=== DATA TO USE ===

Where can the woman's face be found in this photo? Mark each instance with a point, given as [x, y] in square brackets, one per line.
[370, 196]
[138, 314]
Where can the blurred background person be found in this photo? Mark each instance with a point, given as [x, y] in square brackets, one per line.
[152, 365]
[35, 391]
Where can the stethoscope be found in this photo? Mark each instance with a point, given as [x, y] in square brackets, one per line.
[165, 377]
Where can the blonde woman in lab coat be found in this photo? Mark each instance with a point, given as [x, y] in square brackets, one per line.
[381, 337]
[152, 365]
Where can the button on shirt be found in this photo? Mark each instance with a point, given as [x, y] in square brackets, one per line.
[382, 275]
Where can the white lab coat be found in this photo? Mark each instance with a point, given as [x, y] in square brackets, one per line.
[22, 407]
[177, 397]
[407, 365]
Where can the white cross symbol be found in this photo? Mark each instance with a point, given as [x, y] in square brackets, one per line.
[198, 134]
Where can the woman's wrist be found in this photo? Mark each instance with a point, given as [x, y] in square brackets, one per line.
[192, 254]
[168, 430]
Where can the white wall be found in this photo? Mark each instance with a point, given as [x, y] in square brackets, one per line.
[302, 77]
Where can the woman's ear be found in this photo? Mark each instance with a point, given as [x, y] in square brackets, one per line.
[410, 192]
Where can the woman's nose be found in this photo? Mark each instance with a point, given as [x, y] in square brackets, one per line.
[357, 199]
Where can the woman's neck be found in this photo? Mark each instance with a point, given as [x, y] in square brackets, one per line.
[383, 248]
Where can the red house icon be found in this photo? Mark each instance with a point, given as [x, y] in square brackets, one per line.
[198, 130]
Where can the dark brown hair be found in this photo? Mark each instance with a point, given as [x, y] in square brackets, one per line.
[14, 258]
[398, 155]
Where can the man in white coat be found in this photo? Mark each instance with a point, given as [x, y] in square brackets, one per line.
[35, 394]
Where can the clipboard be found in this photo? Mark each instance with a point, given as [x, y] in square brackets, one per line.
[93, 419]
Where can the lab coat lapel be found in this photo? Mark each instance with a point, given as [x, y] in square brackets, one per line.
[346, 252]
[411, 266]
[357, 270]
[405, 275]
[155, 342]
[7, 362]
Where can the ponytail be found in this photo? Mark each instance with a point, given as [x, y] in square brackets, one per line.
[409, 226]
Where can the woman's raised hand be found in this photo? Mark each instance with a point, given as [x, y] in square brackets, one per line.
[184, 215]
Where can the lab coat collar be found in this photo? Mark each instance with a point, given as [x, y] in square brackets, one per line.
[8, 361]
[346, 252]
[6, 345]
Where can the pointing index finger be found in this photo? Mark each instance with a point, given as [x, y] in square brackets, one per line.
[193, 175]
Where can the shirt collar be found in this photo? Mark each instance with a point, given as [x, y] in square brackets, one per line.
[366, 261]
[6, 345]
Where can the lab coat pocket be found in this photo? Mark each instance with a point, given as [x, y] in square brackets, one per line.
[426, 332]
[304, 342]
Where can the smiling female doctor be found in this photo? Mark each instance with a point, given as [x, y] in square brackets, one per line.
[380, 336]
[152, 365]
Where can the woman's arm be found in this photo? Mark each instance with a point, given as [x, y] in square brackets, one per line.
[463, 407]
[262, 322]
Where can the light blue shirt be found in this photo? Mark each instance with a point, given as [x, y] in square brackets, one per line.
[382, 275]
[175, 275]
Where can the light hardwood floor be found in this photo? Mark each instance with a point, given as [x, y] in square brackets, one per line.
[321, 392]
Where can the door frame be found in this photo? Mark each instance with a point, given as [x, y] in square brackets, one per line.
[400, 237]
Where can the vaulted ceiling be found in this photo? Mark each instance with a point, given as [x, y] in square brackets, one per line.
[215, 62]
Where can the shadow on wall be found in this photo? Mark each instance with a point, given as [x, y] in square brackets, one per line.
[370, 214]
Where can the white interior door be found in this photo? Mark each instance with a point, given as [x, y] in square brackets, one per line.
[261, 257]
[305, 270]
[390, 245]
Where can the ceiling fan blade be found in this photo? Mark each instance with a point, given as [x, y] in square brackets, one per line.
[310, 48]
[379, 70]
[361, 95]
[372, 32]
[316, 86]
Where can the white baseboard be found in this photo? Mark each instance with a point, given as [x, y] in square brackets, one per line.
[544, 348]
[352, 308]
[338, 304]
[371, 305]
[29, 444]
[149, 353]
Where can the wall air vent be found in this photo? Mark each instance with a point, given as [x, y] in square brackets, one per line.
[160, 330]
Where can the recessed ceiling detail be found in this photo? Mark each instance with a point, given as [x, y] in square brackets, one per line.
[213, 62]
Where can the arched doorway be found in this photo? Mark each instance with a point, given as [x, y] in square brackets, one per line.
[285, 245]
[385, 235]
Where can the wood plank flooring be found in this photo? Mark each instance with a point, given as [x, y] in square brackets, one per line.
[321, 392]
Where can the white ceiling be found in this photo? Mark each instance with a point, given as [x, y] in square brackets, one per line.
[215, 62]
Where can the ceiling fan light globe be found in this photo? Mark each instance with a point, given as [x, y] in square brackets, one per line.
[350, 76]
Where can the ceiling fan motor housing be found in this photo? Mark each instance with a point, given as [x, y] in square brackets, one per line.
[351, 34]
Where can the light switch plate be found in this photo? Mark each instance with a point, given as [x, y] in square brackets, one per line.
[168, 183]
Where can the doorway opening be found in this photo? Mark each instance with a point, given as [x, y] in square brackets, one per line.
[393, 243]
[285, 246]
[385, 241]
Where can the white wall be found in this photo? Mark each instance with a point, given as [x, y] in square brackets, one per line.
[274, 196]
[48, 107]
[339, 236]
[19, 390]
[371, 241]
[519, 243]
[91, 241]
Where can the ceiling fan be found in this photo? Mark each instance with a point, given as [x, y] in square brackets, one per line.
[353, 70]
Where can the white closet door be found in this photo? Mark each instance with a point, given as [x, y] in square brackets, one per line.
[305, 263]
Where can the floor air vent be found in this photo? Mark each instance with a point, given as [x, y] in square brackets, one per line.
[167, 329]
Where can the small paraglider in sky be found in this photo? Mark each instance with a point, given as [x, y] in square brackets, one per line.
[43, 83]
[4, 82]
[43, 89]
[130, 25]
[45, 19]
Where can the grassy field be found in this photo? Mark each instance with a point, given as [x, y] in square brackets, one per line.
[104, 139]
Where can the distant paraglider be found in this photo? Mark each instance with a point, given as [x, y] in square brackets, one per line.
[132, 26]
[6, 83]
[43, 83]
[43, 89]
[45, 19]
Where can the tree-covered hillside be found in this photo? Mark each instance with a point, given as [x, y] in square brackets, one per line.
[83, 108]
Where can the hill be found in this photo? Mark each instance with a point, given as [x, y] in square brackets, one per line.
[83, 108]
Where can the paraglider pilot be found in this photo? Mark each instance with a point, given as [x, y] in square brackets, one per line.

===
=== DATA TO USE ===

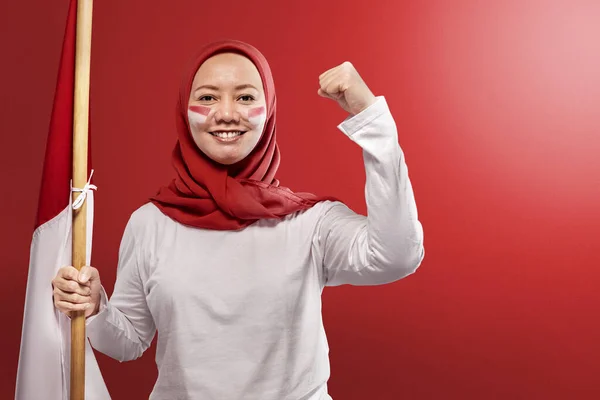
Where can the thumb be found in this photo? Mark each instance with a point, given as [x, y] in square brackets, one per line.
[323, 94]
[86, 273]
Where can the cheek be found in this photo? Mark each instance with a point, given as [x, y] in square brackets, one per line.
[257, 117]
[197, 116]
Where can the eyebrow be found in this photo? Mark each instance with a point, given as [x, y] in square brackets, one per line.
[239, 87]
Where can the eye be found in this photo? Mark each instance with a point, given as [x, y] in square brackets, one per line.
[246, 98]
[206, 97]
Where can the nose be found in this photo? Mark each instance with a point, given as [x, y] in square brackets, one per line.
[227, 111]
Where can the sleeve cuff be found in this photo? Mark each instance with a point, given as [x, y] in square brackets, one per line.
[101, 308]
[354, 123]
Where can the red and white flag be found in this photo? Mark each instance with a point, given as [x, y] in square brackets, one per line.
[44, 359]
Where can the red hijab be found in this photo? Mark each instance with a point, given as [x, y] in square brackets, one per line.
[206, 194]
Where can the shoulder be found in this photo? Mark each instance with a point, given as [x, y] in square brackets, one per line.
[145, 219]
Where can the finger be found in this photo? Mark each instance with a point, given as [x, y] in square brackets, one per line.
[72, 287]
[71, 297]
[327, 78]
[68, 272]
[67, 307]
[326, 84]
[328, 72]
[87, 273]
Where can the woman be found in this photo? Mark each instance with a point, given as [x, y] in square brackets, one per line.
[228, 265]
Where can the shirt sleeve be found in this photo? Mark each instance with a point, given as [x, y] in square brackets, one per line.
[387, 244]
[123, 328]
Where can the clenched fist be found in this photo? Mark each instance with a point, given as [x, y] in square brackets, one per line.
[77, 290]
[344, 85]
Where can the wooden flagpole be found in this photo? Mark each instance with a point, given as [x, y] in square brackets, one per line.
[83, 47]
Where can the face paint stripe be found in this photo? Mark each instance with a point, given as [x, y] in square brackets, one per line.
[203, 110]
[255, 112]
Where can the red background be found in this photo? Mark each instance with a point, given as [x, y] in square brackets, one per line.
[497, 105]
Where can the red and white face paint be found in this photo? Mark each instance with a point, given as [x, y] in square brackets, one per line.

===
=== DATA TO USE ===

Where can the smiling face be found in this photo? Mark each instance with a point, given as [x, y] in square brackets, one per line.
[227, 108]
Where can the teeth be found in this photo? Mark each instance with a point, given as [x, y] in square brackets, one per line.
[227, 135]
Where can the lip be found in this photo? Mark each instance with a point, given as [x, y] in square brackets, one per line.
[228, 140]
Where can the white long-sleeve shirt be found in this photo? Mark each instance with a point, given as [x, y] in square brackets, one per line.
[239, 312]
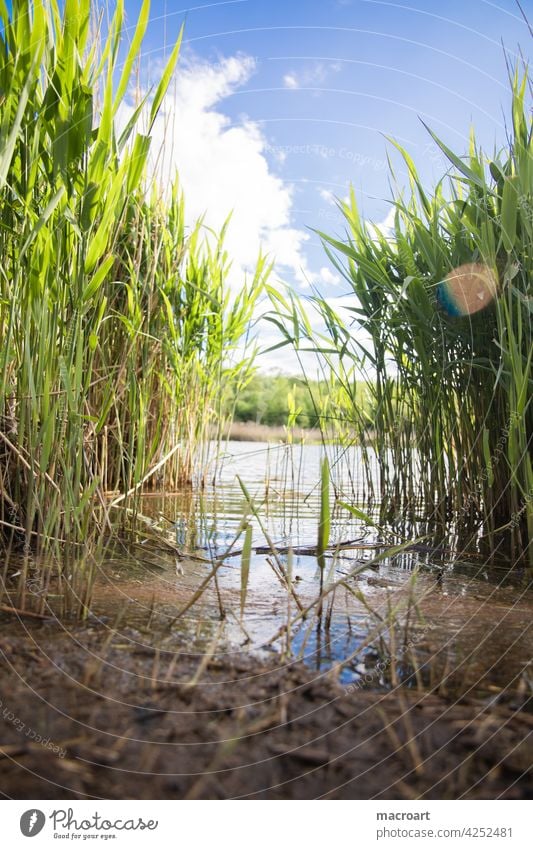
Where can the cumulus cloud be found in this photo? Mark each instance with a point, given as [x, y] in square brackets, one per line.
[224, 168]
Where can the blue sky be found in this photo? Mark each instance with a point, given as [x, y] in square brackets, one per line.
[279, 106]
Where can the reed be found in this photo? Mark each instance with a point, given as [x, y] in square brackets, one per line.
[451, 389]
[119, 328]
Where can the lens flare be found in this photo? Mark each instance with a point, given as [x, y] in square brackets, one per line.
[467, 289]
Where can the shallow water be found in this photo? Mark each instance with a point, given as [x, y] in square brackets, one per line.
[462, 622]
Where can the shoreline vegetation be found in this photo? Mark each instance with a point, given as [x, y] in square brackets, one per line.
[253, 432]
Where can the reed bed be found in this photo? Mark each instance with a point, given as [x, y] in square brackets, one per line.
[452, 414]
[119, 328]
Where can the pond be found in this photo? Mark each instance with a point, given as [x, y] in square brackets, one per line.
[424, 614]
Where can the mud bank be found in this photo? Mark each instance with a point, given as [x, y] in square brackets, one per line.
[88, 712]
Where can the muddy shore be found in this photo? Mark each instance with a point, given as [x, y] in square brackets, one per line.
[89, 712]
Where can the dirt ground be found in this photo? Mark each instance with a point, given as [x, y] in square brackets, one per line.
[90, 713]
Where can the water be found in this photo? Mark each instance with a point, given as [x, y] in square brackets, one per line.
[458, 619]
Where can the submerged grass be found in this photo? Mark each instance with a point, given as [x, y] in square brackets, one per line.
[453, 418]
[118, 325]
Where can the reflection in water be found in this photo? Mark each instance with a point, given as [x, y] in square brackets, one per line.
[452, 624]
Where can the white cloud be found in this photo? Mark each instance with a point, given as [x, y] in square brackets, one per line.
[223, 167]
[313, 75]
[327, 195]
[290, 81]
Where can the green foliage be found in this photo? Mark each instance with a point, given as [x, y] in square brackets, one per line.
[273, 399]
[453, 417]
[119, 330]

===

Pull out every line of the entries above that contains the string "paint", and list each one in full.

• _EXERCISE RESULT_
Where can the face paint stripe be found in this photo? Mark each instance with a point, given as [x, y] in square brackets, one per line.
Where can the red and white face paint be found in this photo? Mark each instance with a point, given as [x, y] in square brackets, one per line.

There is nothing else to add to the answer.